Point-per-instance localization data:
────────────────────
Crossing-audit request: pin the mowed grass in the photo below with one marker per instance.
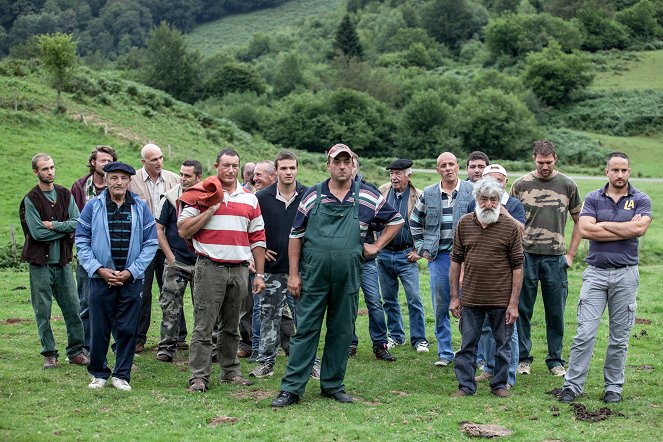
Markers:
(406, 400)
(643, 74)
(238, 29)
────────────────────
• _Aim of the exercise_
Give every entry above again, exactly, and keep all pictures out of it.

• _Output below_
Crossing-audit request: pin the mowed grass in the photo below with one marker per instance.
Markers:
(406, 400)
(643, 74)
(238, 29)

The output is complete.